>> Start MATERIAL FOR THIS EXERCISE

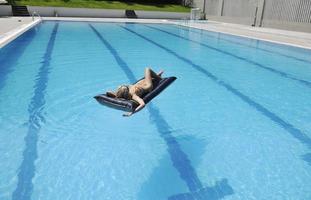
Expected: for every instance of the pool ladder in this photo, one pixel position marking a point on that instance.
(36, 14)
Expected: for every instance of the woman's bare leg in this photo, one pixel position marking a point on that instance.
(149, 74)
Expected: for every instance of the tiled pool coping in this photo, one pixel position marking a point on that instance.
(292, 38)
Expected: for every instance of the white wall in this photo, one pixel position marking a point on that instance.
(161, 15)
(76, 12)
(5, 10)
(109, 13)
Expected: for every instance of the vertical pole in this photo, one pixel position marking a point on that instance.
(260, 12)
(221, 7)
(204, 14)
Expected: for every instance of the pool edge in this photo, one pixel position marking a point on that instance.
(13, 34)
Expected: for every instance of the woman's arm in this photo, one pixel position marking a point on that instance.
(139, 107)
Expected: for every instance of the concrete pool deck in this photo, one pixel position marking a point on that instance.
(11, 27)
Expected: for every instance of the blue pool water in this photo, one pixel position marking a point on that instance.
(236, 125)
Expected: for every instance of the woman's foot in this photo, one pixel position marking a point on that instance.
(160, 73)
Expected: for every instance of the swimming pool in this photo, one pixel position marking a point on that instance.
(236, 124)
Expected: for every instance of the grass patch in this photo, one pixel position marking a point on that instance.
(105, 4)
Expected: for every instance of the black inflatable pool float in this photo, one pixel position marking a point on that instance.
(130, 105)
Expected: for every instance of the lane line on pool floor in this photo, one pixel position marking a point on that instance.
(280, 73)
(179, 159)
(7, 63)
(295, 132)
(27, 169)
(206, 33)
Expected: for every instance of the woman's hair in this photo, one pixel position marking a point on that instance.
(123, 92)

>> End MATERIAL FOR THIS EXERCISE

EXERCISE INSTRUCTIONS — Copy out every line from the one containing "Expected: for every instance of the swimming" through the final line, inclusive, shifting both coordinates of each marked point up by 120. Leave all other lines unchanged.

COMPLETE RESPONSE —
Expected: for every instance of the swimming pool in this photo, one pixel position marking a point on that instance.
(356, 244)
Expected: for every instance of the grass patch in this photo, one pixel position marking a point on that instance.
(225, 124)
Expected: for every instance of the black inflatable pool float in this photo, one pixel position marking a point on that instance.
(250, 225)
Expected: for every instance of the lane line on pool floor in this photo, one pixel position marking a point on that instance.
(400, 193)
(299, 279)
(127, 183)
(415, 252)
(147, 289)
(326, 153)
Expected: for every instance of the woman's hair in this photo, one pixel position marking a point on that instance.
(243, 212)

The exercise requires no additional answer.